▶ _About this task_
In the answer, each entry below appears exactly as given, and no picture appears at all.
┌────────
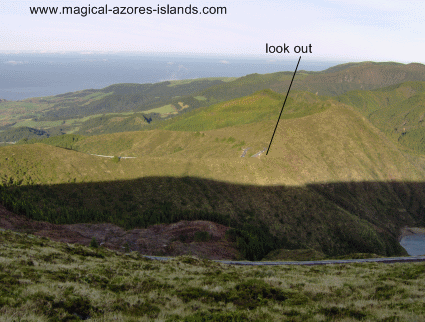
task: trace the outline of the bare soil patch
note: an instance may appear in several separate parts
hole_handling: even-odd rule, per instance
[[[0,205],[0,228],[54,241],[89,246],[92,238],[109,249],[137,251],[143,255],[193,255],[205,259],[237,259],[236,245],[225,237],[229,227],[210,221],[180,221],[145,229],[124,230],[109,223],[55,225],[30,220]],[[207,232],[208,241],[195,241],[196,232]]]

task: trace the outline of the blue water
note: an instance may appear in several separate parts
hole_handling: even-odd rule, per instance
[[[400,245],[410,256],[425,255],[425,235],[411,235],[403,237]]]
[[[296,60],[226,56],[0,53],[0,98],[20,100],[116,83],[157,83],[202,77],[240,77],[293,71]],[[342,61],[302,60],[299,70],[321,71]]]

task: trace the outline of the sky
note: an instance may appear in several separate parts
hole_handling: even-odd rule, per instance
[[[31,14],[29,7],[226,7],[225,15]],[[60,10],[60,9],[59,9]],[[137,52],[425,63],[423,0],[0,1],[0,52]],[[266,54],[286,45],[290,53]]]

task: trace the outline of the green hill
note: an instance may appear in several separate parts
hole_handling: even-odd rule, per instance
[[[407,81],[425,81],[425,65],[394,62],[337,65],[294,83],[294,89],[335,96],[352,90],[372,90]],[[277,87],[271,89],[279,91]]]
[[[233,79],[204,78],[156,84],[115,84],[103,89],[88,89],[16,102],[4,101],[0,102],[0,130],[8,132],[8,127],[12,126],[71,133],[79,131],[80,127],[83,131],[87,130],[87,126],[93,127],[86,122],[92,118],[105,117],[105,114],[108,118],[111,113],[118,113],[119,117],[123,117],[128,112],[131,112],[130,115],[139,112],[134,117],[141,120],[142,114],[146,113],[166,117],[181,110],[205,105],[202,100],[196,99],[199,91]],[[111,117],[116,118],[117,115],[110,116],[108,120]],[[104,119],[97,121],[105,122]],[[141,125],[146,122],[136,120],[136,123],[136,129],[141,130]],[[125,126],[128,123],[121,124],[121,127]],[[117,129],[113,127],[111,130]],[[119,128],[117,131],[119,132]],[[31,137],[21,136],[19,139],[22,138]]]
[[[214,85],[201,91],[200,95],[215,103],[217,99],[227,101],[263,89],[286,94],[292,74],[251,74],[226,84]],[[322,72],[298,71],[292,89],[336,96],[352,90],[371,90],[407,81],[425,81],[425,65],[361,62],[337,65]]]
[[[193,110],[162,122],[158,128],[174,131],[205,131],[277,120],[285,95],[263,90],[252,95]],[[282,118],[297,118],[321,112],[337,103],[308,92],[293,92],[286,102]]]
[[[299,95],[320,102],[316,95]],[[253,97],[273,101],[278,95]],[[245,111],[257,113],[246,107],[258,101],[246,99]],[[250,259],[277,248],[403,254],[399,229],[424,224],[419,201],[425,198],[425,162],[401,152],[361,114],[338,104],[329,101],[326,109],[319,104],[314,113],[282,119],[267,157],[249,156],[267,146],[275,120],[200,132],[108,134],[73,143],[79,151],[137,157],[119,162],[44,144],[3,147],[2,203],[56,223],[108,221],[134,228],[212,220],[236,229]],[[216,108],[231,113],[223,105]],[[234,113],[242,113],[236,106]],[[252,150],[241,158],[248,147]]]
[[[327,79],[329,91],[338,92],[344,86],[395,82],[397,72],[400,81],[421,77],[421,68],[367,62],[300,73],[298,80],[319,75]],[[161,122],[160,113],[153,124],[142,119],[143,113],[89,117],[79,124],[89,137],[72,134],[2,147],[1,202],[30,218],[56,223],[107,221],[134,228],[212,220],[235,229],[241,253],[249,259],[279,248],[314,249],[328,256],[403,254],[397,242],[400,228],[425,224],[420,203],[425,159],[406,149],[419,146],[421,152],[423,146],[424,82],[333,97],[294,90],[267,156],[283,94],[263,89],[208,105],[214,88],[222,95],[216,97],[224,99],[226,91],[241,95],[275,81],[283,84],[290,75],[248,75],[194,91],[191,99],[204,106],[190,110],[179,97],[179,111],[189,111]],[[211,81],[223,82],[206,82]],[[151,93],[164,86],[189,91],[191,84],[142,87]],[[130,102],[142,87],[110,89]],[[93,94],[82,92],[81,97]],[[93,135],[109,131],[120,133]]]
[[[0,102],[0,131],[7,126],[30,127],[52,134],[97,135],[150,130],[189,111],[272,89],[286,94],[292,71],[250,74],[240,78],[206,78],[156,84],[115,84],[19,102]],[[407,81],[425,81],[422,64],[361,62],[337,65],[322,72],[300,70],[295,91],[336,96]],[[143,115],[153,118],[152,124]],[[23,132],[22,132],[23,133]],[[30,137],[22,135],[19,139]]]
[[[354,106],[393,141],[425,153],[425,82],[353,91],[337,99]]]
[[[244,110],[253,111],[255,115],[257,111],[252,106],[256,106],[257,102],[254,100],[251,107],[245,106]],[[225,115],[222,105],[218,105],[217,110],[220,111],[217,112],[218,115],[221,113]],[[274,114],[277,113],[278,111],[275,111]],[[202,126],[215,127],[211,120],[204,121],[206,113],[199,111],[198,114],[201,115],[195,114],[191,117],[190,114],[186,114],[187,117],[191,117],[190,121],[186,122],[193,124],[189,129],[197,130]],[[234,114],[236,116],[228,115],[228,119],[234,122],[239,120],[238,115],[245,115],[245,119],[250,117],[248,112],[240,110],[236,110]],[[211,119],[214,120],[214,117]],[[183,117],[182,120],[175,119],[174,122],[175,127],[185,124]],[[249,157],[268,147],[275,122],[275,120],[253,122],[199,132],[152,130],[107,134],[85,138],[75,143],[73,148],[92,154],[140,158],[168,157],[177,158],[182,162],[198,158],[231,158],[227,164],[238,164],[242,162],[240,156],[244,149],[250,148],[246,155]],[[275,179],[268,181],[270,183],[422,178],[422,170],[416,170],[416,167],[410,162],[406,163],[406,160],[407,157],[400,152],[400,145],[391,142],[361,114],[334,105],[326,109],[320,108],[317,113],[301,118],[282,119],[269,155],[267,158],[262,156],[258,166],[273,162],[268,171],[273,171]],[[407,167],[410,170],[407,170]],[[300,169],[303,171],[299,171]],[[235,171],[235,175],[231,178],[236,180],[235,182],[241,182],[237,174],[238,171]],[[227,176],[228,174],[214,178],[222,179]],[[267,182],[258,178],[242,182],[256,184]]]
└────────
▶ _Solved exercise_
task: trace the outline of the bare soil patch
note: an instance may appear in several separate parts
hole_handling: even-odd rule, per instance
[[[0,205],[0,228],[54,241],[89,246],[92,238],[109,249],[137,251],[143,255],[193,255],[205,259],[237,259],[236,245],[225,237],[229,227],[210,221],[180,221],[145,229],[124,230],[109,223],[55,225],[30,220]],[[207,232],[208,241],[195,241],[196,232]]]

task: trace the outline of the blue water
note: an instance may appear in several separate parts
hole_handling: even-odd rule, per instance
[[[400,245],[410,256],[425,255],[425,235],[411,235],[403,237]]]
[[[296,60],[226,56],[0,53],[0,98],[20,100],[116,83],[157,83],[202,77],[240,77],[293,71]],[[342,61],[302,60],[299,70],[321,71]]]

task: trace the outline of the sky
note: an instance may appear in several separate parts
hole_handling: even-odd rule, per instance
[[[31,14],[29,7],[226,7],[225,15]],[[60,10],[60,9],[59,9]],[[137,52],[425,63],[423,0],[0,1],[0,52]],[[266,54],[286,45],[290,53]]]

task: trace the outline of the green hill
note: an instance may appear in several separate parts
hole_handling: even-odd rule, per instance
[[[407,81],[425,81],[425,65],[394,62],[337,65],[294,83],[294,89],[335,96],[352,90],[372,90]],[[277,87],[271,89],[279,91]]]
[[[233,79],[204,78],[156,84],[115,84],[103,89],[88,89],[16,102],[4,101],[0,102],[0,130],[8,132],[8,127],[12,126],[71,133],[79,131],[80,127],[83,131],[87,130],[87,126],[93,127],[86,122],[92,118],[105,117],[105,114],[108,118],[111,113],[118,113],[119,117],[123,117],[128,112],[131,112],[130,115],[139,112],[134,117],[141,120],[142,114],[146,113],[166,117],[181,110],[205,105],[202,100],[196,99],[199,91]],[[111,117],[116,118],[117,115],[110,116],[108,120]],[[104,119],[97,121],[105,122]],[[141,125],[146,122],[136,120],[136,123],[136,129],[141,130]],[[125,126],[128,123],[121,124],[121,127]],[[117,129],[113,127],[111,130]],[[119,128],[117,131],[119,132]],[[31,137],[21,136],[19,139],[22,138]]]
[[[214,85],[201,91],[200,95],[215,103],[217,99],[227,101],[263,89],[286,94],[292,74],[251,74],[226,84]],[[322,72],[298,71],[292,89],[336,96],[352,90],[371,90],[407,81],[425,81],[425,65],[361,62],[337,65]]]
[[[193,110],[162,122],[158,128],[174,131],[205,131],[277,120],[285,95],[263,90],[252,95]],[[282,118],[297,118],[321,112],[337,103],[308,92],[293,92],[286,102]]]
[[[299,95],[320,102],[316,95]],[[253,97],[273,101],[278,95]],[[245,111],[257,113],[246,107],[258,101],[246,99]],[[250,259],[277,248],[403,254],[399,229],[424,224],[419,201],[425,198],[425,162],[401,152],[361,114],[338,104],[329,101],[326,109],[319,104],[314,113],[282,119],[267,157],[249,156],[267,146],[275,120],[200,132],[108,134],[73,143],[79,151],[137,157],[119,162],[44,144],[3,147],[2,203],[56,223],[108,221],[134,228],[212,220],[236,229]],[[216,108],[231,113],[223,105]],[[234,113],[242,113],[236,106]],[[252,150],[241,158],[248,147]]]
[[[327,79],[329,91],[338,92],[344,86],[395,82],[397,72],[400,81],[421,77],[421,68],[367,62],[300,73],[298,80],[319,75]],[[161,122],[160,113],[153,124],[142,119],[143,113],[89,117],[79,124],[89,137],[72,134],[2,147],[1,202],[30,218],[56,223],[107,221],[134,228],[212,220],[235,229],[241,253],[249,259],[279,248],[314,249],[328,256],[403,254],[397,242],[400,228],[425,224],[420,203],[425,159],[406,149],[419,146],[421,152],[423,146],[424,82],[333,97],[294,90],[267,156],[283,94],[263,89],[208,105],[214,88],[222,95],[216,97],[224,99],[226,91],[241,95],[275,81],[283,84],[290,75],[248,75],[194,91],[191,99],[204,106],[190,110],[179,97],[179,111],[189,111]],[[211,81],[223,82],[206,82]],[[151,93],[164,86],[189,91],[191,84],[142,87]],[[130,102],[142,87],[110,89]],[[93,94],[82,92],[81,97]],[[93,135],[109,131],[120,133]]]
[[[0,102],[0,131],[7,126],[30,127],[52,134],[97,135],[150,130],[189,111],[272,89],[286,94],[292,71],[250,74],[240,78],[206,78],[156,84],[115,84],[19,102]],[[407,81],[425,81],[422,64],[361,62],[337,65],[322,72],[300,70],[295,91],[336,96]],[[143,115],[153,118],[152,124]],[[23,132],[22,132],[23,133]],[[30,137],[22,135],[19,139]]]
[[[354,106],[393,141],[425,153],[425,82],[353,91],[337,99]]]
[[[244,110],[253,111],[255,115],[257,111],[252,106],[256,106],[257,102],[254,100],[251,107],[245,106]],[[225,115],[222,105],[218,105],[217,110],[220,111],[217,112],[218,115],[221,113]],[[274,114],[277,113],[278,111],[275,111]],[[202,126],[215,127],[211,120],[204,121],[206,113],[199,111],[198,114],[201,115],[195,114],[191,117],[190,114],[186,114],[187,117],[191,117],[190,121],[186,122],[193,124],[189,129],[197,130]],[[234,114],[236,116],[228,115],[228,119],[234,122],[239,120],[238,115],[245,115],[245,119],[250,117],[248,112],[240,110],[236,110]],[[211,119],[214,120],[214,117]],[[183,117],[182,120],[175,119],[174,122],[175,127],[185,124]],[[249,157],[268,147],[275,122],[275,120],[253,122],[199,132],[152,130],[107,134],[85,138],[75,143],[73,148],[92,154],[140,158],[168,157],[177,158],[182,162],[198,158],[231,158],[227,164],[238,164],[242,162],[240,156],[244,149],[250,148],[246,155]],[[275,179],[268,181],[270,183],[422,178],[422,170],[416,170],[416,167],[410,162],[406,163],[406,160],[407,157],[400,152],[400,145],[391,142],[361,114],[334,105],[326,109],[320,108],[317,113],[301,118],[282,119],[269,155],[267,158],[262,156],[258,166],[273,162],[268,171],[273,171]],[[407,167],[410,170],[407,170]],[[300,169],[303,171],[299,171]],[[235,171],[235,175],[231,178],[236,180],[235,182],[241,182],[237,174],[238,171]],[[227,176],[228,174],[214,178],[222,179]],[[267,182],[258,178],[242,182],[256,184]]]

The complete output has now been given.